■ **Exercise brief**
Starting with the line that contains "negative clicks: (939, 436)" and stopping after the line that contains "277V276L938 277ZM910 317L874", return each line below exactly as written, with no others.

━━ Dataset content ━━

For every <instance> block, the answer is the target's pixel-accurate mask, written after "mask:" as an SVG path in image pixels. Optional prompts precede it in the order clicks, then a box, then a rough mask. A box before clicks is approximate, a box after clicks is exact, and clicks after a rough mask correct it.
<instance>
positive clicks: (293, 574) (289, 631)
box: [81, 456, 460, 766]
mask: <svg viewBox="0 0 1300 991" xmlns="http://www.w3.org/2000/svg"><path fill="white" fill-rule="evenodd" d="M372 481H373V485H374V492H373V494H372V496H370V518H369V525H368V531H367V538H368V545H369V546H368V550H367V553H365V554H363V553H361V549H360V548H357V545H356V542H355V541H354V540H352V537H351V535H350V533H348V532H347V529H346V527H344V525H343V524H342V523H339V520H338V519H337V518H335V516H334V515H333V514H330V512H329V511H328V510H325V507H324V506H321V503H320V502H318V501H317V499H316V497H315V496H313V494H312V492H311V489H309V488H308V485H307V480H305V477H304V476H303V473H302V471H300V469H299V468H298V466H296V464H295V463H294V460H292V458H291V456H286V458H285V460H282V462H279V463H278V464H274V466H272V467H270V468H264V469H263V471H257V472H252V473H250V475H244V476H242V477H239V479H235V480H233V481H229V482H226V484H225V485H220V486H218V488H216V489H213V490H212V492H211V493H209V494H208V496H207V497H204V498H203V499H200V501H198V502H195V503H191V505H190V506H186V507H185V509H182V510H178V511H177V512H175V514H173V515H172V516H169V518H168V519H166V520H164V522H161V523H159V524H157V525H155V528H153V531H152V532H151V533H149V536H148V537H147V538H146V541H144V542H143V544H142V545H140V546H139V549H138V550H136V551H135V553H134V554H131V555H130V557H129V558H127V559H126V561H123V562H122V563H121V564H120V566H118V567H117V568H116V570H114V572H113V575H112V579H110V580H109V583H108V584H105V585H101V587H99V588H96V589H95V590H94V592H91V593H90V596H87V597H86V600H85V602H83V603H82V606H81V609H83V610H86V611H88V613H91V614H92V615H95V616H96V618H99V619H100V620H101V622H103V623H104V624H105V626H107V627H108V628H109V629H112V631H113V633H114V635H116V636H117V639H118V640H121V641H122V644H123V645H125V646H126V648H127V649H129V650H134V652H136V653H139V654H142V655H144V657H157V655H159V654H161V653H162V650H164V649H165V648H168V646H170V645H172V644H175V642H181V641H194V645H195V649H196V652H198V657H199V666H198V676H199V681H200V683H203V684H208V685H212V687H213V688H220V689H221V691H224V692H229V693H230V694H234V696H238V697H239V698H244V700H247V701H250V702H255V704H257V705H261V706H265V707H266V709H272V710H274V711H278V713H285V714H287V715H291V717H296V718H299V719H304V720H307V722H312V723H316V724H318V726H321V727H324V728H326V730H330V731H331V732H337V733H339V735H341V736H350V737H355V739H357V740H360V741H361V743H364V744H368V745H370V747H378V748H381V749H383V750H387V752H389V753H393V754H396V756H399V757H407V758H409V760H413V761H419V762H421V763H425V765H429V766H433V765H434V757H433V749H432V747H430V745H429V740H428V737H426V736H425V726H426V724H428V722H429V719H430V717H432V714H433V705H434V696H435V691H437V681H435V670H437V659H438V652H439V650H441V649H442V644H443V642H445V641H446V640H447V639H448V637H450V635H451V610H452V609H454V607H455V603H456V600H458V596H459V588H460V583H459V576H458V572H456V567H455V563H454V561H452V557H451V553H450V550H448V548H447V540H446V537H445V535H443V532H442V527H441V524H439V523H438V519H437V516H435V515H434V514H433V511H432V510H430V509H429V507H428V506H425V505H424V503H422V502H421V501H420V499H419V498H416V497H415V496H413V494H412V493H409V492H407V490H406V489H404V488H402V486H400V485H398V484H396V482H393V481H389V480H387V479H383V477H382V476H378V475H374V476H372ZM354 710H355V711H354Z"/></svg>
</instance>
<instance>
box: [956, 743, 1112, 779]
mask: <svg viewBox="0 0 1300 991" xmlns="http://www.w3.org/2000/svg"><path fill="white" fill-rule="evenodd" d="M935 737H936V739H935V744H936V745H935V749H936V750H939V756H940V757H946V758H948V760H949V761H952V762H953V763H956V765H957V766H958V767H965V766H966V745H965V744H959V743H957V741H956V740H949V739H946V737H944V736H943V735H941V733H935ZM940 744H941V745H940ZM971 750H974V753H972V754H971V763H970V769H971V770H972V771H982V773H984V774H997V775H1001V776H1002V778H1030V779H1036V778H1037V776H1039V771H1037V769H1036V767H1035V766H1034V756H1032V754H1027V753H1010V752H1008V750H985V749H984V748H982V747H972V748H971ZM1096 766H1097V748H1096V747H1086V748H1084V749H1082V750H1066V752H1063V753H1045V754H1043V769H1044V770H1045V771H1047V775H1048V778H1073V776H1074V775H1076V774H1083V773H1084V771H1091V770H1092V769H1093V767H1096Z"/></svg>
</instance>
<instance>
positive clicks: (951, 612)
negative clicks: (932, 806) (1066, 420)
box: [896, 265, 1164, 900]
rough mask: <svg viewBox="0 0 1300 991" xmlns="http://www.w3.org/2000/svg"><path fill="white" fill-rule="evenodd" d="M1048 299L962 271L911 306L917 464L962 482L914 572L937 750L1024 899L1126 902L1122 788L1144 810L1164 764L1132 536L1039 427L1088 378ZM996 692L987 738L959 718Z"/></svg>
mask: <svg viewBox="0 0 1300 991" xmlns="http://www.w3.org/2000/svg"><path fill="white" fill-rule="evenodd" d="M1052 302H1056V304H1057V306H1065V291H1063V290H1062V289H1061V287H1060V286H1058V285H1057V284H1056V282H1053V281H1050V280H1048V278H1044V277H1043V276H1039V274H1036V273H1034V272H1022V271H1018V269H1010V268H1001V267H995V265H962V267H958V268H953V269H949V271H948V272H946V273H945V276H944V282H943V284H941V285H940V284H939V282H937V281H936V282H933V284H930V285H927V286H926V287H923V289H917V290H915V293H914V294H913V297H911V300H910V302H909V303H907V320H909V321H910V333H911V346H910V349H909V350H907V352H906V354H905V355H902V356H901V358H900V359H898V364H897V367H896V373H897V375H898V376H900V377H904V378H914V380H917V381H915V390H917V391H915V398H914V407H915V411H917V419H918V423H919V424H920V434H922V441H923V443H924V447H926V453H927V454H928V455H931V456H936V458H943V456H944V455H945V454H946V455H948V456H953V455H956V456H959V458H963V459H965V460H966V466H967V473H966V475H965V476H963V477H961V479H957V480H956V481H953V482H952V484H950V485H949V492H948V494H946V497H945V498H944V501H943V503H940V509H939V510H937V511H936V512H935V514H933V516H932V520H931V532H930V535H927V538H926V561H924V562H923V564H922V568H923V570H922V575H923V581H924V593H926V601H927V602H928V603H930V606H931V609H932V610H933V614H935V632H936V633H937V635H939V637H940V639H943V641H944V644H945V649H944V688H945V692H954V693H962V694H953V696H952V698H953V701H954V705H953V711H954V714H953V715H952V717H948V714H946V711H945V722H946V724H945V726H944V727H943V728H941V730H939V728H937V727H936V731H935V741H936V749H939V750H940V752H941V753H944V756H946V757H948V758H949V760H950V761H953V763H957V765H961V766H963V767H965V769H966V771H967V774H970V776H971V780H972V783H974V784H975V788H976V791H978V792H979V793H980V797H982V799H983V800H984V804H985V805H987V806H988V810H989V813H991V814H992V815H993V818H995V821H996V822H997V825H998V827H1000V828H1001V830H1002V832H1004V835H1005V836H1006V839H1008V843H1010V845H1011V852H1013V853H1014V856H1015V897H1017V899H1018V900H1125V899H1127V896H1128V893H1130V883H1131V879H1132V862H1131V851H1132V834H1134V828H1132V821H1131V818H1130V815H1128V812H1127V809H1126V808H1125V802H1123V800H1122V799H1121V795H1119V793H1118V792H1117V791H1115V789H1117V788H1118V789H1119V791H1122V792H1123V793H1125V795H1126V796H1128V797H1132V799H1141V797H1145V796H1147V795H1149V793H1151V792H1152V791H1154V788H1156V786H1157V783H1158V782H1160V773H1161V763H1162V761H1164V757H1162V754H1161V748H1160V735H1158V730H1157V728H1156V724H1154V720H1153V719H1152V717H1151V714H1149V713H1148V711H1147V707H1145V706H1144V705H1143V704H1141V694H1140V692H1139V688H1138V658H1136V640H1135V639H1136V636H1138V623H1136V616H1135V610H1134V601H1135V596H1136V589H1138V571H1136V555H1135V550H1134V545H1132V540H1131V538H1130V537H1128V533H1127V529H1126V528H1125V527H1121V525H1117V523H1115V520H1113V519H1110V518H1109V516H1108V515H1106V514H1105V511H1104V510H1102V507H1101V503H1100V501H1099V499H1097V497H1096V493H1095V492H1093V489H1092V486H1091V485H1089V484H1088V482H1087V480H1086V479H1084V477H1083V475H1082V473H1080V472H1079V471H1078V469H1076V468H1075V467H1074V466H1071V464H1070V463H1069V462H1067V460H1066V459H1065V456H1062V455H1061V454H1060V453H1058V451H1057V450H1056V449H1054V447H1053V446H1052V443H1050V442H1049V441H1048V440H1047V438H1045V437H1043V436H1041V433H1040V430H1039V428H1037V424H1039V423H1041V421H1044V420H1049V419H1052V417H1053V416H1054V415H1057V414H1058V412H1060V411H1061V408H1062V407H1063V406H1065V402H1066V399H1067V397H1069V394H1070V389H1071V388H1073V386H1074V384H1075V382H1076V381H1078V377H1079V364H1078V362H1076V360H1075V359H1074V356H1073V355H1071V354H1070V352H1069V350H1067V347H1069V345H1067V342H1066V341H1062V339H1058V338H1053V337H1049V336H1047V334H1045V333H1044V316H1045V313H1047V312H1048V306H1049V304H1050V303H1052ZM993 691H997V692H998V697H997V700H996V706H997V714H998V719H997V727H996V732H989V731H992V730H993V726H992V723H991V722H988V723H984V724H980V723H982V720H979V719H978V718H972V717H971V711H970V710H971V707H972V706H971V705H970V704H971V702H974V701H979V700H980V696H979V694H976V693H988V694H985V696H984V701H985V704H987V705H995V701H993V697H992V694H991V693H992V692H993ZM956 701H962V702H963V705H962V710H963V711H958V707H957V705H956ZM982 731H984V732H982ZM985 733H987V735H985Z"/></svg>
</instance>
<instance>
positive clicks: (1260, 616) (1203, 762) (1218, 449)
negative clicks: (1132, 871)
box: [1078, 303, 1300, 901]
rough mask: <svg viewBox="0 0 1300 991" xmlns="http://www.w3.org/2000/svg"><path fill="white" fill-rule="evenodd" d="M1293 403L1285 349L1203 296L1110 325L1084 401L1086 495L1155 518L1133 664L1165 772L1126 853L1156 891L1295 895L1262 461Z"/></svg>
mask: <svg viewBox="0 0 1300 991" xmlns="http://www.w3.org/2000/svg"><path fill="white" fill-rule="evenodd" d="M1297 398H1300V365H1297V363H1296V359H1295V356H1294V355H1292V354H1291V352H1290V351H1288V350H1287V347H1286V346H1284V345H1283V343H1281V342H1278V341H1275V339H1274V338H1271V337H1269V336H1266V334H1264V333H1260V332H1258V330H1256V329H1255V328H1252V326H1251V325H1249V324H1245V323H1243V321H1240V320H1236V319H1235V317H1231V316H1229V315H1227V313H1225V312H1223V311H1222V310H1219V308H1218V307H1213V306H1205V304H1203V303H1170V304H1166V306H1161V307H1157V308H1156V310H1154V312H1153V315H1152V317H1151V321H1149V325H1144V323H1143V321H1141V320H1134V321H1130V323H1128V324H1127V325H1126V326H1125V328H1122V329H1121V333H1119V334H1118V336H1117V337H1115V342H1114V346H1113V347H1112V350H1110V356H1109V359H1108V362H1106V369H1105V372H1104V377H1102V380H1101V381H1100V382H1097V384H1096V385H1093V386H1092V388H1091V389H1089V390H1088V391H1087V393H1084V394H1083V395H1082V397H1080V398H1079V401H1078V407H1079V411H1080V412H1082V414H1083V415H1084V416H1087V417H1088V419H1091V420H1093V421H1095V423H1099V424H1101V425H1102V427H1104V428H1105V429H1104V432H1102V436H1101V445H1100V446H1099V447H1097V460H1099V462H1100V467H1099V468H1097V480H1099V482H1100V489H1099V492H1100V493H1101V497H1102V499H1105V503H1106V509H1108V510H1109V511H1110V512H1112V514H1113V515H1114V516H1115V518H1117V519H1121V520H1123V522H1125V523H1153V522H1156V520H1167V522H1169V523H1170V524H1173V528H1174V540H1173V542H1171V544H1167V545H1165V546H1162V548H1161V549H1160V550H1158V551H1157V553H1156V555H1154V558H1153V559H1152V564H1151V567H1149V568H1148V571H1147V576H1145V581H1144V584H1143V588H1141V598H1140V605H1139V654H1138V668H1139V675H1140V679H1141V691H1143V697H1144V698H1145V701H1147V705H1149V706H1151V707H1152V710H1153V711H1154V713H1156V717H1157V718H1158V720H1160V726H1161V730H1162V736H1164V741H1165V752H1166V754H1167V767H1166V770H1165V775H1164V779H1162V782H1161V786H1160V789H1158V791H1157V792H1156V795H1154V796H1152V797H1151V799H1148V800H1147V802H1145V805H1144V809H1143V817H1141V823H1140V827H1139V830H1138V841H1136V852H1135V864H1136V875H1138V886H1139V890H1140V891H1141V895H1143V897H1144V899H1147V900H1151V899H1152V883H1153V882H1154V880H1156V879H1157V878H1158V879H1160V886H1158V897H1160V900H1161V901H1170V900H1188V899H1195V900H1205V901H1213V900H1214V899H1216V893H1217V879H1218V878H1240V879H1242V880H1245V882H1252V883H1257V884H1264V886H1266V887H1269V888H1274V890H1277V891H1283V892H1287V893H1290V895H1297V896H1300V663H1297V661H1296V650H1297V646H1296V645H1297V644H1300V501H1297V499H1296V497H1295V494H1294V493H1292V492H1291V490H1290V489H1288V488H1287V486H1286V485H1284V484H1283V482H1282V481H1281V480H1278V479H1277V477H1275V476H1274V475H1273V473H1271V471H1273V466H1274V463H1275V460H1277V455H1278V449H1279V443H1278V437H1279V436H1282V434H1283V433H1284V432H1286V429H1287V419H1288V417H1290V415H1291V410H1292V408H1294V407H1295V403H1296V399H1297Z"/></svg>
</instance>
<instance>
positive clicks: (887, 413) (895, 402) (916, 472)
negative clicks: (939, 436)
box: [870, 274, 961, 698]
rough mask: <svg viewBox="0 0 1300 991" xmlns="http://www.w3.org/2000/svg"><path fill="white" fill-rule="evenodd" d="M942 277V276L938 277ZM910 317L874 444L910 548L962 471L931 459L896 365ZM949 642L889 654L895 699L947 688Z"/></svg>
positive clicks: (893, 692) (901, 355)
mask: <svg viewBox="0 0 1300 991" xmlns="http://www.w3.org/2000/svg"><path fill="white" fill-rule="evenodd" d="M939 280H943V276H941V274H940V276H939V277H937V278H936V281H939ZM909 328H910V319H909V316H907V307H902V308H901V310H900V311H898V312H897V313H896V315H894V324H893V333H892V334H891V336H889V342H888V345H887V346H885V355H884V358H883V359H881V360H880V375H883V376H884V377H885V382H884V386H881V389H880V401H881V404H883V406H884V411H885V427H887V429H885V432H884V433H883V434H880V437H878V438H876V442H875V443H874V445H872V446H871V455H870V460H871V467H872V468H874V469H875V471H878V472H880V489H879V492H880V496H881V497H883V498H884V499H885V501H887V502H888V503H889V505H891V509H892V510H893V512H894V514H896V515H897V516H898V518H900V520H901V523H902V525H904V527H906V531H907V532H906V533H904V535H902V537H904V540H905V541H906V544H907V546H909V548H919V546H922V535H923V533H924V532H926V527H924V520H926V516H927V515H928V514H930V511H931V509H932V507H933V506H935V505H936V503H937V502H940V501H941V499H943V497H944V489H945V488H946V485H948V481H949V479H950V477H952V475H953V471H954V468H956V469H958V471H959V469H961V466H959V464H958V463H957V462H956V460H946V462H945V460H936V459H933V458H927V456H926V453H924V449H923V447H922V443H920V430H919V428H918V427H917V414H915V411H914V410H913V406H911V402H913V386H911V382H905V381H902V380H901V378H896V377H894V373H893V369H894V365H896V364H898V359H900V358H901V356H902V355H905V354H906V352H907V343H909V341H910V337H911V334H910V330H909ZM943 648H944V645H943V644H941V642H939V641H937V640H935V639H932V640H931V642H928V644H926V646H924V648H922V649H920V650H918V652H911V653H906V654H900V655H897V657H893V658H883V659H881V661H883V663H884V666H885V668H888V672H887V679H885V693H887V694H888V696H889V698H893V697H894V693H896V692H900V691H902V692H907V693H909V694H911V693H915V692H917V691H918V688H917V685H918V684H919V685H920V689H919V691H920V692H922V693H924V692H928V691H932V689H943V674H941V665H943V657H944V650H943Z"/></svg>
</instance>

━━━

■ **Final answer**
negative clicks: (939, 436)
box: [870, 274, 961, 698]
rough mask: <svg viewBox="0 0 1300 991" xmlns="http://www.w3.org/2000/svg"><path fill="white" fill-rule="evenodd" d="M942 277V276L938 277ZM910 317L874 444L910 548L962 471L931 459L896 365ZM949 642L889 654L895 699L947 688Z"/></svg>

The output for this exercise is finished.